■ **Problem**
Give back every record exactly.

(Natural-language object grounding data)
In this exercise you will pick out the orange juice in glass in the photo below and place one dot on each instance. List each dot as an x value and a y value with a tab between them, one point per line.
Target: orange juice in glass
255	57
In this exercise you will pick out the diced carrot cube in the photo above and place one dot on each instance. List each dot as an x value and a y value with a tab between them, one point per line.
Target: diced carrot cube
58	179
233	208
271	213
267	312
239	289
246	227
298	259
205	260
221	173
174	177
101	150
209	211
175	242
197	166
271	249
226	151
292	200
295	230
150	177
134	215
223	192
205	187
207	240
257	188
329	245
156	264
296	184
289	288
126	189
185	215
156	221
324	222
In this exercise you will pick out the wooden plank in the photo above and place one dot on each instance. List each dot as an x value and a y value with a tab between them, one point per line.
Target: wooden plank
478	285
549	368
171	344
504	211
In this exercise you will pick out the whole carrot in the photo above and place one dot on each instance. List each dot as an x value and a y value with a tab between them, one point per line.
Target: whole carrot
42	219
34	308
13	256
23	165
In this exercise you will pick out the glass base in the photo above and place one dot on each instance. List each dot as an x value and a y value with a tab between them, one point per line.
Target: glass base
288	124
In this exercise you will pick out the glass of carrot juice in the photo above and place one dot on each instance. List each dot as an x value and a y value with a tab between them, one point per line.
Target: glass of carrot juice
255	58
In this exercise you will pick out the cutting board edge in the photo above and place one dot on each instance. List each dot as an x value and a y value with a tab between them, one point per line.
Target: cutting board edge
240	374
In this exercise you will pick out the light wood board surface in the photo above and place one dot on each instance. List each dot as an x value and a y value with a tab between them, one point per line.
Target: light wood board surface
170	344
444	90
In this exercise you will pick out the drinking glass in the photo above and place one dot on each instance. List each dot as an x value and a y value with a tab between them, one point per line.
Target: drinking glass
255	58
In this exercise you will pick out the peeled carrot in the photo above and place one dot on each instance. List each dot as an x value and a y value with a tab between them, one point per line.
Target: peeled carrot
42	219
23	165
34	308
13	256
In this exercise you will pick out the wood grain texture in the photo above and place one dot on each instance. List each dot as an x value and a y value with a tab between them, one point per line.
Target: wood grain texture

■ **Written reply**
In this exercise you will pick out the orange juice in glass in the photo below and place one dot on each instance. List each dot as an x value and a y value with a tab between them, one point per line.
Target: orange juice in glass
255	57
In this exercise you will pick out the diced carrot cube in the photo above and place one dot on each instance. List each dot as an x value and a y value with a tab between them, one point per line.
Target: diced carrot cube
58	179
233	208
271	213
267	312
239	289
246	227
298	259
205	260
221	173
174	177
101	150
209	211
175	242
197	166
271	249
226	151
292	200
295	230
150	177
134	215
223	192
205	187
207	240
257	188
329	245
156	264
296	184
289	288
126	189
185	215
156	221
324	222
In this exercise you will pick out the wooden plank in the photo above and place one dot on each instance. List each dot as an x value and a y value with a tab between them, one point per line.
Target: wooden plank
478	285
549	368
171	344
504	211
In this exercise you will pick out the whole carrot in the photo above and place one dot on each instance. List each dot as an x value and a y value with a tab between them, one point per line.
Target: whole carrot
42	219
34	308
13	256
23	165
In this exercise you will pick out the glass base in the photo above and place one dot on each instance. List each dot as an x value and a y value with a tab between them, one point per line.
Target: glass base
288	124
In this exercise you will pick out the glass of carrot juice in the photo above and place one dot on each instance. List each dot as an x value and a y value with a tab between them, one point per line.
Target: glass of carrot juice
255	58
In this exercise you will pick out the cutting board edge in the photo above and place one dot on each instance. List each dot as an x value and a y value with a tab between them, one point per line.
Target: cutting board edge
240	374
In this exercise you will pick out the light wood board surface in the photo above and place one dot on each instance. List each dot as an x value and a y value with a tab between them, one point per line.
Target: light wood board surface
170	344
444	90
In this exercise you will pick out the drinking glass in the photo above and place one dot on each instance. List each dot as an x value and a y value with a tab between them, one point per line.
Target: drinking glass
255	58
In this exercise you will pick out the peeled carrot in the photo above and place one dot on each instance. List each dot as an x value and a y value with a tab between them, one point per line.
Target: peeled carrot
42	219
23	165
34	308
13	256
In this exercise you will pick out the wood grain texture in the photo above and place one dot on each instance. List each dot as an x value and a y value with a tab between them, one point per line.
Target: wood grain texture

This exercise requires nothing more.